**WRITTEN EXERCISE:**
Rewrite every entry below, swapping "supplied image" for "given photo" and keeping everything else the same. Leave the pictures out of your answer.

**EXERCISE INPUTS:**
☆ ☆ ☆ ☆ ☆

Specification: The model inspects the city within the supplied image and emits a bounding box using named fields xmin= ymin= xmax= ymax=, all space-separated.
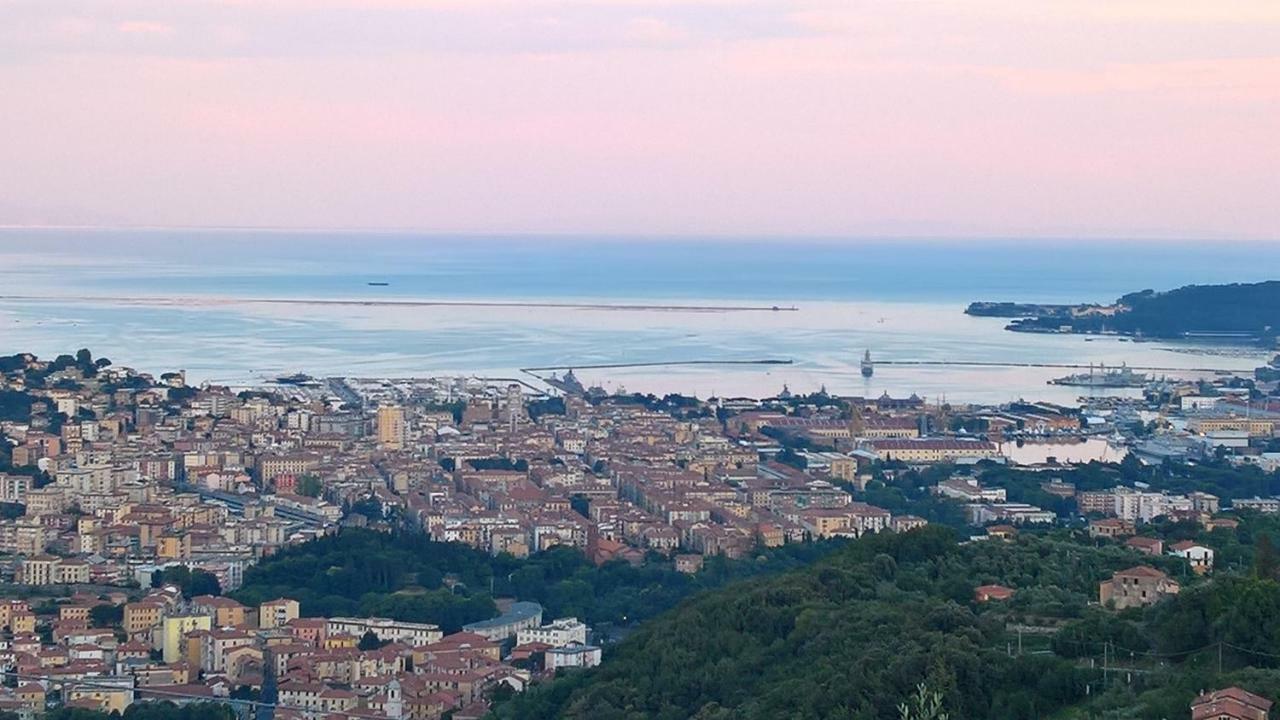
xmin=0 ymin=350 xmax=1280 ymax=720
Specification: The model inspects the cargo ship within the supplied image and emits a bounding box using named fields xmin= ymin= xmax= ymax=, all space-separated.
xmin=1050 ymin=364 xmax=1151 ymax=387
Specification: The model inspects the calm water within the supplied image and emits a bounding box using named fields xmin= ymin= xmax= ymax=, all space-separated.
xmin=0 ymin=231 xmax=1280 ymax=402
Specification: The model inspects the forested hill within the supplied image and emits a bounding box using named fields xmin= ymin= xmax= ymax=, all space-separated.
xmin=988 ymin=281 xmax=1280 ymax=340
xmin=497 ymin=527 xmax=1134 ymax=720
xmin=494 ymin=525 xmax=1280 ymax=720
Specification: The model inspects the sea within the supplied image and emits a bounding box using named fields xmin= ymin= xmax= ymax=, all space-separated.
xmin=0 ymin=228 xmax=1280 ymax=404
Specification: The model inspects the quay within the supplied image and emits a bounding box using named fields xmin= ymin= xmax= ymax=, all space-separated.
xmin=876 ymin=360 xmax=1248 ymax=373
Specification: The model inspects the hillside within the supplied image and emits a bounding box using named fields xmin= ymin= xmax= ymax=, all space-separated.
xmin=495 ymin=527 xmax=1280 ymax=720
xmin=969 ymin=281 xmax=1280 ymax=341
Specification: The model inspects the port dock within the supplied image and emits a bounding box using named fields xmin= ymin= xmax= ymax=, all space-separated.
xmin=876 ymin=360 xmax=1249 ymax=373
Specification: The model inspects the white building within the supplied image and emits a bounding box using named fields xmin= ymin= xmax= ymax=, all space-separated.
xmin=516 ymin=618 xmax=586 ymax=647
xmin=965 ymin=502 xmax=1057 ymax=525
xmin=1169 ymin=541 xmax=1213 ymax=573
xmin=1112 ymin=488 xmax=1192 ymax=523
xmin=325 ymin=618 xmax=444 ymax=647
xmin=933 ymin=478 xmax=1007 ymax=502
xmin=0 ymin=473 xmax=31 ymax=502
xmin=1231 ymin=497 xmax=1280 ymax=514
xmin=547 ymin=644 xmax=602 ymax=670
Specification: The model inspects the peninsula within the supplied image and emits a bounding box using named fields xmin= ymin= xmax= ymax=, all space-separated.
xmin=965 ymin=281 xmax=1280 ymax=343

☆ ☆ ☆ ☆ ☆

**RESPONSE TO THIS TASK:**
Specification: The model inspects the city within the given photo and emits a bounding box using named fields xmin= ymin= xmax= ymax=, all space-separated.
xmin=0 ymin=350 xmax=1280 ymax=720
Specification: The model inspects the cargo ship within the given photo and emits a bounding box using named fields xmin= ymin= xmax= ymax=, all space-separated.
xmin=1050 ymin=364 xmax=1151 ymax=387
Specification: The model inspects the calm water within the given photo and emits a bounding box using named fields xmin= ymin= xmax= ymax=, all space-separated.
xmin=0 ymin=231 xmax=1280 ymax=402
Specification: The model inspects the forested hill within the given photo and emits a bounding box using named fields xmin= ymin= xmax= ymax=, all space-separated.
xmin=988 ymin=281 xmax=1280 ymax=340
xmin=497 ymin=527 xmax=1134 ymax=720
xmin=494 ymin=525 xmax=1280 ymax=720
Specification: The model inspects the sea within the given photo and emits a bounding box using named fields xmin= ymin= xmax= ymax=, all space-separated.
xmin=0 ymin=228 xmax=1280 ymax=404
Specification: The model inspects the quay within the given photo and emits a bounding box using named fields xmin= ymin= xmax= ymax=, all space-separated.
xmin=876 ymin=360 xmax=1248 ymax=373
Specification: The model inspects the hillside within the given photo and emits a bounding box using named fields xmin= ymin= xmax= ymax=, all space-separated.
xmin=495 ymin=527 xmax=1280 ymax=720
xmin=969 ymin=281 xmax=1280 ymax=341
Specification: The model inspects the port dock within the given photo and emits a bounding box using named fields xmin= ymin= xmax= ymax=, all space-separated.
xmin=876 ymin=360 xmax=1249 ymax=373
Specification: The model inspects the white building within the given photo and emits a bounding box using named fields xmin= ymin= xmax= ymax=, all space-separated.
xmin=516 ymin=618 xmax=586 ymax=647
xmin=965 ymin=502 xmax=1057 ymax=525
xmin=1169 ymin=541 xmax=1213 ymax=573
xmin=1112 ymin=488 xmax=1192 ymax=523
xmin=325 ymin=618 xmax=444 ymax=647
xmin=933 ymin=478 xmax=1007 ymax=502
xmin=0 ymin=473 xmax=31 ymax=502
xmin=1231 ymin=497 xmax=1280 ymax=514
xmin=547 ymin=644 xmax=602 ymax=670
Specification: The model inspects the peninsula within the given photo and emits a bounding box using named fields xmin= ymin= xmax= ymax=, all space-separated.
xmin=965 ymin=281 xmax=1280 ymax=343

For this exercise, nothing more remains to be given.